»»

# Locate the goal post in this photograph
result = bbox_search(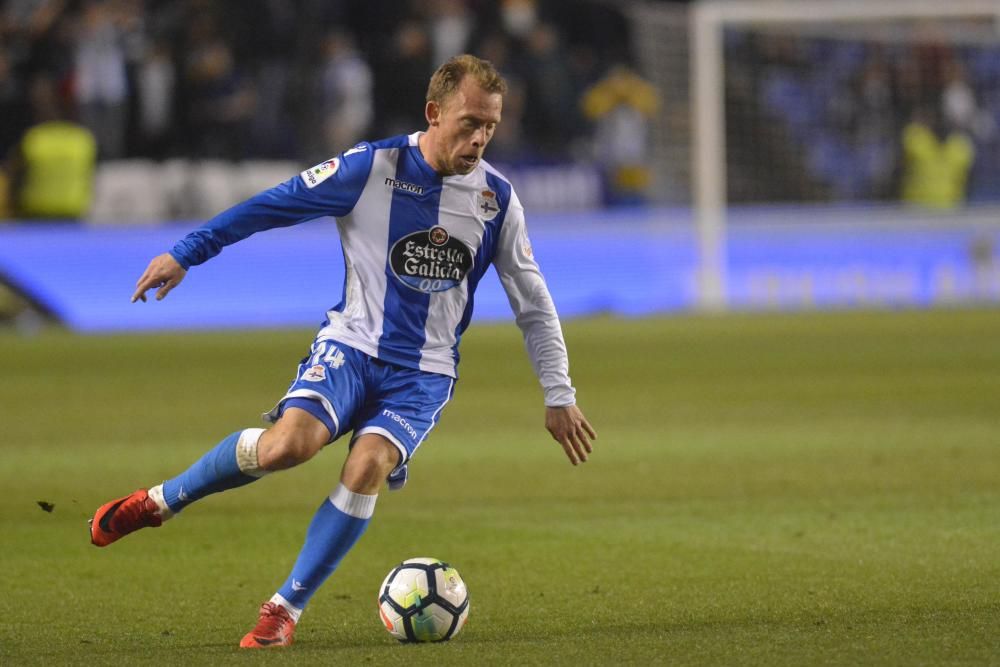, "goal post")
[688,0,1000,311]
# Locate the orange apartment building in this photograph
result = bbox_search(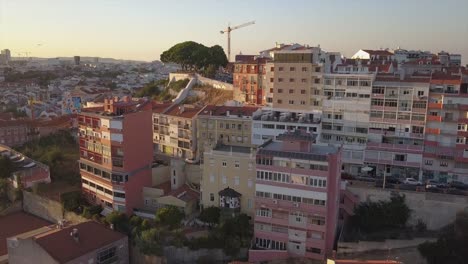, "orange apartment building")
[78,96,153,214]
[233,55,269,105]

««

_GIVEN PROBLEM_:
Gather every line of the records that contains the word "Locate".

_OUTPUT FOR THIS EXERCISE_:
# Locate the goal post in this photograph
# Locate the orange apartment building in this photograph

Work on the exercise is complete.